--- Data for this task ---
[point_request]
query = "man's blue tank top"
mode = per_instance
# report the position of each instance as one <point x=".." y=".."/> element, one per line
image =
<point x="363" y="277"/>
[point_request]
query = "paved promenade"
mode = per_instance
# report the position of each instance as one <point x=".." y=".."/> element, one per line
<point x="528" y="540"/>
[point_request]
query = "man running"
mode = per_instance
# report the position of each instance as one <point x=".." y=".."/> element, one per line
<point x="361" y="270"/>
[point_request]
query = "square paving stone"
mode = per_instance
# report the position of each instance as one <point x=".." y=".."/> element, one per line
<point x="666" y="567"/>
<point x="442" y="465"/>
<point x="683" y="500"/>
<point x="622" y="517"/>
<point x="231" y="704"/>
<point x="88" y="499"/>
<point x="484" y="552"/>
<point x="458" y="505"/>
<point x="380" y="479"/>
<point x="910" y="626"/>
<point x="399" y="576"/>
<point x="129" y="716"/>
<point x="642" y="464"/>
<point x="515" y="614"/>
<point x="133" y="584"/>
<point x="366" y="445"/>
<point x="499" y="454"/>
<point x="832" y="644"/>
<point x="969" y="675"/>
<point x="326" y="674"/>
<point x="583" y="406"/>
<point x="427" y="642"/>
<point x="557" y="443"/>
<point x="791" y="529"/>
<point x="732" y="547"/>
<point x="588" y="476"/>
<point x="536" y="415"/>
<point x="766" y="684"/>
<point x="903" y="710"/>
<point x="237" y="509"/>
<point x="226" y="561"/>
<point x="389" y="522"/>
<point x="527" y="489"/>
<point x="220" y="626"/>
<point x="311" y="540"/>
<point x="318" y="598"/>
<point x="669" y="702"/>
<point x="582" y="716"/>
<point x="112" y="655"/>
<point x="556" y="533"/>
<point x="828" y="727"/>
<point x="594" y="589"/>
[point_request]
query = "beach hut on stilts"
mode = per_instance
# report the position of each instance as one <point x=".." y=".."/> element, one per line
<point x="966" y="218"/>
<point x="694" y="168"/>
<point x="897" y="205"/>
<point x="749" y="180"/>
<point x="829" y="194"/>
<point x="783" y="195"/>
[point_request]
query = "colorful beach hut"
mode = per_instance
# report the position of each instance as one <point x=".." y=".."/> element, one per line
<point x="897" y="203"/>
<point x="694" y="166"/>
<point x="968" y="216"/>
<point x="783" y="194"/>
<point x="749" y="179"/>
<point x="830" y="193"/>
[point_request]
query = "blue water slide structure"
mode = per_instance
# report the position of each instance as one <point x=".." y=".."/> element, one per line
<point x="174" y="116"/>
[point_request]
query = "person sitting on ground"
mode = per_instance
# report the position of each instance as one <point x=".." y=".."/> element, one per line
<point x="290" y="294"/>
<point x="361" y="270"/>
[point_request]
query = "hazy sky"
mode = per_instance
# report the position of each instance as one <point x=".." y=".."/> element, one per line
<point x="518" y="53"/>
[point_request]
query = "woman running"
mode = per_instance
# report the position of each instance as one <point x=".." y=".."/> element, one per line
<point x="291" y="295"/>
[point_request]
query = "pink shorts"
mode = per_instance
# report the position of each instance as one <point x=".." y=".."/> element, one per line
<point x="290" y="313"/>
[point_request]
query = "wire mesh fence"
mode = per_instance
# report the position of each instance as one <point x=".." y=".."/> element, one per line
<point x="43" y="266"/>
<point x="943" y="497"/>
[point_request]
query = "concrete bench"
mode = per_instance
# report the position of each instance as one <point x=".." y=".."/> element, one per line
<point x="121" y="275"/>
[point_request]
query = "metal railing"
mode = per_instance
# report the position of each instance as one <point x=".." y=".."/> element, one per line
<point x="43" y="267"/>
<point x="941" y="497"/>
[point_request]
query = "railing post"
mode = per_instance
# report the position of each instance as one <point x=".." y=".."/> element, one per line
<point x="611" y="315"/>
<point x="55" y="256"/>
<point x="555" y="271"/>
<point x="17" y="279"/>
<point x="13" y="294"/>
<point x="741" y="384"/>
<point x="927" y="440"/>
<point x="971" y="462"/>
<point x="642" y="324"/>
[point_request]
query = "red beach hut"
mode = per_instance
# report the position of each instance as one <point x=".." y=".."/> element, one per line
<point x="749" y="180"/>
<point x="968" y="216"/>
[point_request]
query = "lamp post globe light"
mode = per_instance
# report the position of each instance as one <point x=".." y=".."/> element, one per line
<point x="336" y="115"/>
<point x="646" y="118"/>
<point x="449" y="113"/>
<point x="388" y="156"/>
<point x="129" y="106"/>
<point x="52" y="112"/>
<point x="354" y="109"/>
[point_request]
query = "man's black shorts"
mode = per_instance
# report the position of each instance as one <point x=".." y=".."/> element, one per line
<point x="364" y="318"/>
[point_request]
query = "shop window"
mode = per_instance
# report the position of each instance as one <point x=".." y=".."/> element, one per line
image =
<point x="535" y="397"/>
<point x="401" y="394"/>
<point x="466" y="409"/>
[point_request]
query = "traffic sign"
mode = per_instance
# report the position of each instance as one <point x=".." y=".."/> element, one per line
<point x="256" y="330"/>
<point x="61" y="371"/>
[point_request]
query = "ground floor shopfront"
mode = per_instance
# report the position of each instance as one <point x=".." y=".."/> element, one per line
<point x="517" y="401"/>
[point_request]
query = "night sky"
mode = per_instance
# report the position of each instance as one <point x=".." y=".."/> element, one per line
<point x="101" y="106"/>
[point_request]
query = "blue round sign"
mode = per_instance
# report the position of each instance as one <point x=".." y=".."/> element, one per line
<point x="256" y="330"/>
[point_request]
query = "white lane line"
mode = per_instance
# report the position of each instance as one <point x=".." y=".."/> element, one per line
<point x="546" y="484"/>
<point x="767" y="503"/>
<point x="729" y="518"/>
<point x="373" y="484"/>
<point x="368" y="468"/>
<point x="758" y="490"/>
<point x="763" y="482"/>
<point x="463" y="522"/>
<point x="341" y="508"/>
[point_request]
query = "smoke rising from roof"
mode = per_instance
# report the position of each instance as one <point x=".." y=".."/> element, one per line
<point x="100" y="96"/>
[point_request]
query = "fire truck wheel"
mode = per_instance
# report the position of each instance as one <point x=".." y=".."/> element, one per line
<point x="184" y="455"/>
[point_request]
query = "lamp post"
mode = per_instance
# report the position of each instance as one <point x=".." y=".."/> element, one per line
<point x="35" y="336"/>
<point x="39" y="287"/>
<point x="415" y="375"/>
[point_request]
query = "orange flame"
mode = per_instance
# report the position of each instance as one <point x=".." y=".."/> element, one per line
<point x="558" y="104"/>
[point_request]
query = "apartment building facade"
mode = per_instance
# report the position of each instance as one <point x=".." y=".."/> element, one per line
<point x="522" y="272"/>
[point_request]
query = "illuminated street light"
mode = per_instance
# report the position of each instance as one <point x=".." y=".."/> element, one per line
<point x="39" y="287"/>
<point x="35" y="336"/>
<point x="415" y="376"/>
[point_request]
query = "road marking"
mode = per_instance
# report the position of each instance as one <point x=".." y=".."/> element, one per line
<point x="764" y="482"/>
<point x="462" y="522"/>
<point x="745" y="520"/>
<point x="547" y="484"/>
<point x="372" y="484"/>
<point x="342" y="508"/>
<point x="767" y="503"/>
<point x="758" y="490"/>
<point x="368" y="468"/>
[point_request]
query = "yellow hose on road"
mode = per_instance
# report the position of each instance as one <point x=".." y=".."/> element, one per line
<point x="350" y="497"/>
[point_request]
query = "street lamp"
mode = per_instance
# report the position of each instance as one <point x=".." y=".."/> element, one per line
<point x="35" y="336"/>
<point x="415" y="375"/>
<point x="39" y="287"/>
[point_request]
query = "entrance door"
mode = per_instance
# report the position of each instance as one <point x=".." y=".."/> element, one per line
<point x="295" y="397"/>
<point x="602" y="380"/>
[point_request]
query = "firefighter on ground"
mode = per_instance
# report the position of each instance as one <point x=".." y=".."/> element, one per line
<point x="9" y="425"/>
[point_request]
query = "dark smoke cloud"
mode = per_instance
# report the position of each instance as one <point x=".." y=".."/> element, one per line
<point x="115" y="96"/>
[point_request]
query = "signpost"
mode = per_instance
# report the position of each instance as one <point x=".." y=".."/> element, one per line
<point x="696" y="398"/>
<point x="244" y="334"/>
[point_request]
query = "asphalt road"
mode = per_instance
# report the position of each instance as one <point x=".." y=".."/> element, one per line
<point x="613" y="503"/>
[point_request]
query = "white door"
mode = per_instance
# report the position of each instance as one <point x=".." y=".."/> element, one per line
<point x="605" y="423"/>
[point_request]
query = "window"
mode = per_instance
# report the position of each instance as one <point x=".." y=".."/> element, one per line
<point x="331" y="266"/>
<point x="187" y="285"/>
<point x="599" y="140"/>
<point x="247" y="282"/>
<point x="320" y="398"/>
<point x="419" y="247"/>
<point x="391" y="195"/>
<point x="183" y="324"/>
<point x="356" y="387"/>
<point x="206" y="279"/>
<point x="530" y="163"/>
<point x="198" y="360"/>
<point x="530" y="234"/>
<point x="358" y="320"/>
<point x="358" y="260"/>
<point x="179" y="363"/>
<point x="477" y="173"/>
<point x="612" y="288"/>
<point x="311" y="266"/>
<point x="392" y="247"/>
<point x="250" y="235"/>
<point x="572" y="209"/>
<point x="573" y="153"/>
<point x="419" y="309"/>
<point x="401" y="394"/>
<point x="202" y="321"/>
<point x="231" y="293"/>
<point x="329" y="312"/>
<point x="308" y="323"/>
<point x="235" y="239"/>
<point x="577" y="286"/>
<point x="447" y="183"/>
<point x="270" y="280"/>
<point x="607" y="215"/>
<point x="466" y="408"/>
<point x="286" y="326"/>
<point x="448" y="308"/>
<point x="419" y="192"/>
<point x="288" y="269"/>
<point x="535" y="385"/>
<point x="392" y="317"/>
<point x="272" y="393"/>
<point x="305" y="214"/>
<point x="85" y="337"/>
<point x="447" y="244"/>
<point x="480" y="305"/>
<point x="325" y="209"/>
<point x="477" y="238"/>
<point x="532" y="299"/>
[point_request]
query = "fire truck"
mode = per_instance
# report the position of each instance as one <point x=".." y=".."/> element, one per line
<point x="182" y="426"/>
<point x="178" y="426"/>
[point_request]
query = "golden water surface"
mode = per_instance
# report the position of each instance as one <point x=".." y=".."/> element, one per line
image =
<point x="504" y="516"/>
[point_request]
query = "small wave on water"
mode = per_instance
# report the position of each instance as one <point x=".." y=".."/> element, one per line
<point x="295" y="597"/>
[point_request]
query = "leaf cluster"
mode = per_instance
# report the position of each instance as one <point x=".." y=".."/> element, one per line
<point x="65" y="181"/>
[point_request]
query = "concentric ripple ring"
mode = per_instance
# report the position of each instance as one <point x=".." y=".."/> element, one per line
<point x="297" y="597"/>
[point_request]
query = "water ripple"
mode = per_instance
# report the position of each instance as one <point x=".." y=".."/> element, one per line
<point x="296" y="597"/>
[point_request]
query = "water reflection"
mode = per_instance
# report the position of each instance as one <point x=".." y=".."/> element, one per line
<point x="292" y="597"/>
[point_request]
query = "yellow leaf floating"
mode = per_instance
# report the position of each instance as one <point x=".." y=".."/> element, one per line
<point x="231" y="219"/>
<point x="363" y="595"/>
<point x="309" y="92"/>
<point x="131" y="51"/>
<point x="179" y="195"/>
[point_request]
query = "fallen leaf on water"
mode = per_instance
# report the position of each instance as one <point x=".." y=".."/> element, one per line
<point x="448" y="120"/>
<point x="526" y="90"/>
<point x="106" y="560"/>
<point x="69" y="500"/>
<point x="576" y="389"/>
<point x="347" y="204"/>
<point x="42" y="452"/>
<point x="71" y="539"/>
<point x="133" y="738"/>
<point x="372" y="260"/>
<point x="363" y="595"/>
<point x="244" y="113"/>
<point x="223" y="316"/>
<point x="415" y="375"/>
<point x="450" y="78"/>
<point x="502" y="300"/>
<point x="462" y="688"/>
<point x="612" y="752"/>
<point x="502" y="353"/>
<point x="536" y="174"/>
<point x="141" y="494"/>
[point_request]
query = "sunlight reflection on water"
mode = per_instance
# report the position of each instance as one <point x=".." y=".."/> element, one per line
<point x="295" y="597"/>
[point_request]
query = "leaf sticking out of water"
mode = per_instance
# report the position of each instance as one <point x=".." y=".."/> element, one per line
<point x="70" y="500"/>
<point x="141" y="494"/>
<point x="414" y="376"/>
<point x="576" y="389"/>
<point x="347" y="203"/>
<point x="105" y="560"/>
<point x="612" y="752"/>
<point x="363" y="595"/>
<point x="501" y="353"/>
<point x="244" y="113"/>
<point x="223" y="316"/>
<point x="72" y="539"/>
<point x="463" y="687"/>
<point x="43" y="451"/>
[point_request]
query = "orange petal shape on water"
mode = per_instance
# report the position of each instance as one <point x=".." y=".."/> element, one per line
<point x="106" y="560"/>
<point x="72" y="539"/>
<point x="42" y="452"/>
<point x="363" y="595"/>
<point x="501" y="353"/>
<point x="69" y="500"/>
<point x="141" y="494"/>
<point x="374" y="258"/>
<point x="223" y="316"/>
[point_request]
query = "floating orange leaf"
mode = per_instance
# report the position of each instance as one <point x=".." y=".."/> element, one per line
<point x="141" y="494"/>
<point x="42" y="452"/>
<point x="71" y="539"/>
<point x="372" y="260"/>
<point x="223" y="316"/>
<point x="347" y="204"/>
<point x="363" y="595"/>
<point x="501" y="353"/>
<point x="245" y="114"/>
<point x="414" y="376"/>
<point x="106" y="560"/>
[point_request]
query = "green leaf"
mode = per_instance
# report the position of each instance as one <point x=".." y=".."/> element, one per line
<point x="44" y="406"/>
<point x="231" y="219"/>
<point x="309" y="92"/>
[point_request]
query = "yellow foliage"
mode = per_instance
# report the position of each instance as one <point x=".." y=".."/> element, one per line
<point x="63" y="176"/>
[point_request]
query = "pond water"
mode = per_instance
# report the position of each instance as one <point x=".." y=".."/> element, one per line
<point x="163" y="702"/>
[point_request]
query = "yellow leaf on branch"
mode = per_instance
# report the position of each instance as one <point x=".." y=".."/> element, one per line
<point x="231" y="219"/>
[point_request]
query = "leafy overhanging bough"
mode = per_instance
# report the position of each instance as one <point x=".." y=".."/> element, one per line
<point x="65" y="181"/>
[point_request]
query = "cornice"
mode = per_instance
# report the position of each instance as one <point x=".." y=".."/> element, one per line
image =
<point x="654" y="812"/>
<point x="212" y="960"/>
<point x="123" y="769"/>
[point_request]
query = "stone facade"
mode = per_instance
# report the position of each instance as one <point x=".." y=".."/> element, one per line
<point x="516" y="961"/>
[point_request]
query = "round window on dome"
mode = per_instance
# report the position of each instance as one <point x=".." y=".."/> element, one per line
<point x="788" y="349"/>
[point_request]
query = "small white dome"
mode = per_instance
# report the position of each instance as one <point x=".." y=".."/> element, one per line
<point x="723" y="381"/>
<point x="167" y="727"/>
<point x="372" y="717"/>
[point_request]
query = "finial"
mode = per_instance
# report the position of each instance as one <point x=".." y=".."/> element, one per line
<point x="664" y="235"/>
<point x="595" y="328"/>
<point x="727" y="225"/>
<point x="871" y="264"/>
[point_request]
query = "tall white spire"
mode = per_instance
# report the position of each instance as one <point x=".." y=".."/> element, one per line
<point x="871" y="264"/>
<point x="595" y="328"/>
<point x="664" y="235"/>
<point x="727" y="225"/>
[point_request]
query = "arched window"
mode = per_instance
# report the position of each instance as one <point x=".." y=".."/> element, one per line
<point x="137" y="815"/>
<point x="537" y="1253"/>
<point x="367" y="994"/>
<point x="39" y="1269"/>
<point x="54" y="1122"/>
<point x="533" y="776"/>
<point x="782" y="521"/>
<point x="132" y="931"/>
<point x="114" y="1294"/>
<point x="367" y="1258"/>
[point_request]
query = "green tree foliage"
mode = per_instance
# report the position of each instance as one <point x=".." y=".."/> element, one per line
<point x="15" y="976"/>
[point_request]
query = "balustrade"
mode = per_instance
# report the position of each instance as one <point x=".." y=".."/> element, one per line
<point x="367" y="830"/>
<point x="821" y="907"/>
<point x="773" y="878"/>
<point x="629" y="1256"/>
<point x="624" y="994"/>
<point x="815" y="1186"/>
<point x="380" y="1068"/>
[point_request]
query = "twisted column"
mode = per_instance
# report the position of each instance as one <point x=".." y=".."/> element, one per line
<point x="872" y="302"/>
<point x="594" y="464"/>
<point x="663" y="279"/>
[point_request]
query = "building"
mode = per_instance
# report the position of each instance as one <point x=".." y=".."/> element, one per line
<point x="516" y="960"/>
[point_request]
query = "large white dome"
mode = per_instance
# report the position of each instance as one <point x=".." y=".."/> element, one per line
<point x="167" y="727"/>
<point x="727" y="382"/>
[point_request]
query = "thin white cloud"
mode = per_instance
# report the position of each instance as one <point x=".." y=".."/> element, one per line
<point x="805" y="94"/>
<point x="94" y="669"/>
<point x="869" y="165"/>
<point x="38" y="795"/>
---
## Assigned task:
Your answer should be a single number, which is the count of lines in the data above that include the word "orange".

## Solution for this exercise:
3